TANJUNG REDEB - Pemerintah Kabupaten Berau melalui Dinas Perkebunan (Disbun), terus berupaya meningkatkan jumlah luasan tanaman Kakao di Berau karena dinilai menjadi potensi yang sangat harus dijaga dan dikembangkan secara maksimal.
Di sela kegiatan, Bupati Berau, Sri Juniarsih, mengatakan, kakao Berau terutama yang dikelola oleh masyarakat di Kampung Merasa, Kelay, sudah dikenal mendunia, bahkan sudah dikirim ke beberapa negara.
Banyak cokelat di daerah lain, tetapi mereka rebutan untuk memesan cokelat di Kalimantan Timur, khususnya di Berau. Sehingga pihaknya berpesan kepada masyarakat untuk semangat menanam kakao, karena merupakan potensi Bumi Batiwakkal yang menjanjikan.
“Tentu saja kami juga akan terus mendorong para petani maupun masyarakat setempat, supaya bisa memproduksi cokelat di Berau lebih semangat dan bisa menghasilkan ekonomi yang lebih baik ke depan,” ujar Juniarsih.

# [PETUNJUK PENGERJAAN]
1 – Saring baris-baris di bawah dan salin setiap baris yang memuat kata "playground", dengan membedakan huruf besar dan kecil.
2 – Lanjutkan teks tentang kakao di Berau di atas, mulai setelah kalimat terakhirnya.

Butir identifikasi lokasi
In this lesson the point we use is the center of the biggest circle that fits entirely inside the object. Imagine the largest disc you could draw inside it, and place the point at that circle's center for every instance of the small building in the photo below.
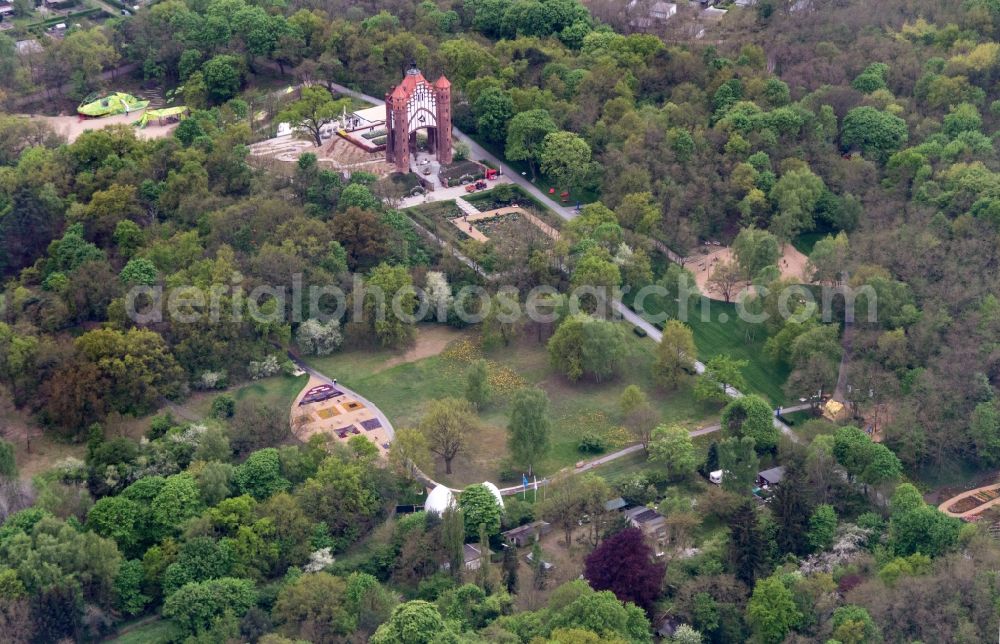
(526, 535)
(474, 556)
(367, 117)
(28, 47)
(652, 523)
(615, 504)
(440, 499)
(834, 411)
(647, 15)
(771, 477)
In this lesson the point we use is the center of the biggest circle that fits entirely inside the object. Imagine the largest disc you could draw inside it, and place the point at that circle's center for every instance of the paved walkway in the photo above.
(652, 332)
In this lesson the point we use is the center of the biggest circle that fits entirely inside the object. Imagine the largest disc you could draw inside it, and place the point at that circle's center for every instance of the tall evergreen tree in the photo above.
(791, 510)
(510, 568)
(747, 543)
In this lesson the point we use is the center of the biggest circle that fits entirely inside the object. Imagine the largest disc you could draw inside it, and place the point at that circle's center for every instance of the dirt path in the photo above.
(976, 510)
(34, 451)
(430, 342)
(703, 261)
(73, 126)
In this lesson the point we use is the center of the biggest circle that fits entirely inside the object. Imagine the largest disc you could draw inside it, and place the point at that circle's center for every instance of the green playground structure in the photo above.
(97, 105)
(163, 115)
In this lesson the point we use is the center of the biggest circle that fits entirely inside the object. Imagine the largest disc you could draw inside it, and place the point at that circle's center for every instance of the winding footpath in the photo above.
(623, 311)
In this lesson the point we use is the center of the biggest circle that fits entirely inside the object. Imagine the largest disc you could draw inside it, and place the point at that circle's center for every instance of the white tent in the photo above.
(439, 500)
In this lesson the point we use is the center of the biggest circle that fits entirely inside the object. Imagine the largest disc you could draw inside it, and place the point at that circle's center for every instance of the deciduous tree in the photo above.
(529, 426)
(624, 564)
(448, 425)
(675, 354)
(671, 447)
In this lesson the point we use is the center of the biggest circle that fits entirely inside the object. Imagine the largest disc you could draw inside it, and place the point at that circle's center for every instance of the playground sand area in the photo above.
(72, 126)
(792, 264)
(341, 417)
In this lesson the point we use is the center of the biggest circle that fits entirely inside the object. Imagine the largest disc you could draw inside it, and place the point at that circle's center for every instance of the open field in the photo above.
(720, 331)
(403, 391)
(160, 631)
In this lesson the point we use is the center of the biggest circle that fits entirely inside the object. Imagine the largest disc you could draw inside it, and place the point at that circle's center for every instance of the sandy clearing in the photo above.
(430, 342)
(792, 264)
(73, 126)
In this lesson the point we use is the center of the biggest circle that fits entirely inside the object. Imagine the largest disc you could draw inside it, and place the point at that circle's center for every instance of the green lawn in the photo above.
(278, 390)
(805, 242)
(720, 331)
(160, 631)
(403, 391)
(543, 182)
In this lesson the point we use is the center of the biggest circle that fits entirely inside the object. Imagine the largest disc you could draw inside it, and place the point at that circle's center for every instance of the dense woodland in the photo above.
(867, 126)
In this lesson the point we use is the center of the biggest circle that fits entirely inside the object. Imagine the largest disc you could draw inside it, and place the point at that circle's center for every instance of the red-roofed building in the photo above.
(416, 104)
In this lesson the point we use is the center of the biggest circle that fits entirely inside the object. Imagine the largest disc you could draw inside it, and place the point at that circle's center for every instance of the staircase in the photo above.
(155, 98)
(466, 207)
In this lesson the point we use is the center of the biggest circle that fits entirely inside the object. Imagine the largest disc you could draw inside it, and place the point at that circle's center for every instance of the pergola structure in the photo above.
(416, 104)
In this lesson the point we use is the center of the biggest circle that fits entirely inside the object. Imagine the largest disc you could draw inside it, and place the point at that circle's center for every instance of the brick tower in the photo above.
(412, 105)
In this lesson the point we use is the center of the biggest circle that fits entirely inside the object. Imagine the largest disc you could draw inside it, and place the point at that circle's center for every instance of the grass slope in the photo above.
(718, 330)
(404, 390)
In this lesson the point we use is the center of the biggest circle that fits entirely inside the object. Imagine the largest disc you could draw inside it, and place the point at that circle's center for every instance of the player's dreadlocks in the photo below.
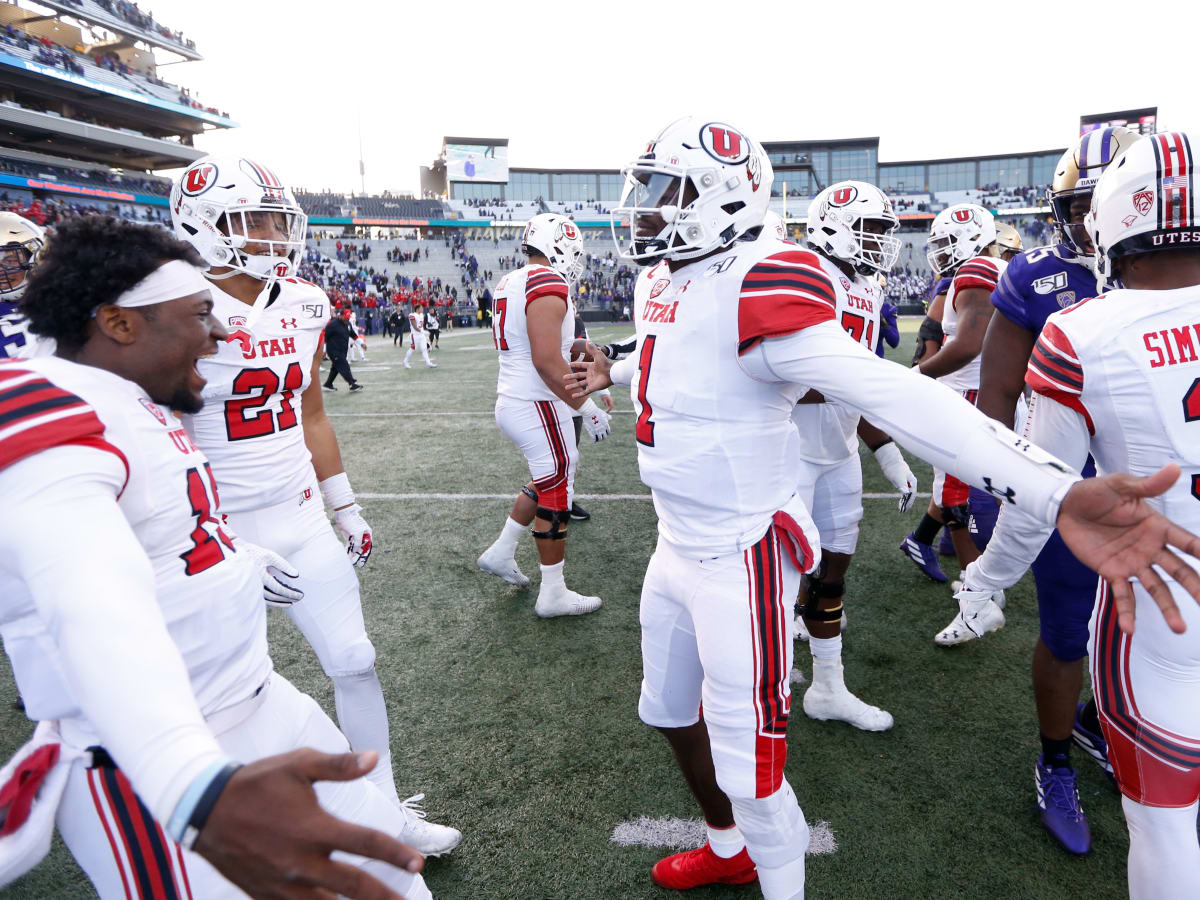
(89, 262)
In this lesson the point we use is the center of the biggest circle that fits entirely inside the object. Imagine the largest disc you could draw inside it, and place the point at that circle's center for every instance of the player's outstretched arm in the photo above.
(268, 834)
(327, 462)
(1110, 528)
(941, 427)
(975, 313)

# [KUNCI JAWABAN]
1 –
In this lesson the point we use is the center of the biggest circle that fits entirely inside the object. Imagine the largest disc you could draw inside it, and place the point at that circle's center for every instance of the green playground structure in the photo above.
In this lesson the point we use is the center of the biggest circle that fits entirely inside the object. Imagine the largest disc you could draw inside it, and place the point at that circle's center for every instance of the playground sand area in the photo above.

2 –
Untuk itu, bupati sangat mendorong khususnya para kepala kampung dan camat di Kelay untuk terus memaksimalkan potensi kampung, terutama dari sisi pariwisata dan ekonomi kreatif. Hal ini bisa dimulai dari pembuatan olahan makanan maupun kerajinan tangan, yang mungkin bisa menjadi daya tarik pengunjung untuk dibawa pulang sebagai buah tangan khas dari Kecamatan Kelay.
“Saya juga sangat mengharapkan peran aktif dari jajaran DPMK, dan seluruh perangkat terkait, termasuk pihak perusahaan swasta untuk bersamasama memberikan pendampingan dan pemberdayaan masyarakat, khususnya pengembangan kakao,” bebernya.
Sementara Kepala Disbun Berau, Lita Handini, mengatakan, luasan tanaman saat ini terus mengalami penyusutan. Sejak tahun 2018 luasan tanaman Kakao mencapai 2.700 hektare, sekarang hanya tersisa seluas 1.000an hektare saja.
Sehingga pihaknya saat ini terus melakukan upaya-upaya strategis, agar lahan yang ada sekarang tidak lagi berkurang. “Banyak yang beralih taman, kebanyakan yang terjadi ialah beralih menjadi pekebun sawit,” ujar Lita.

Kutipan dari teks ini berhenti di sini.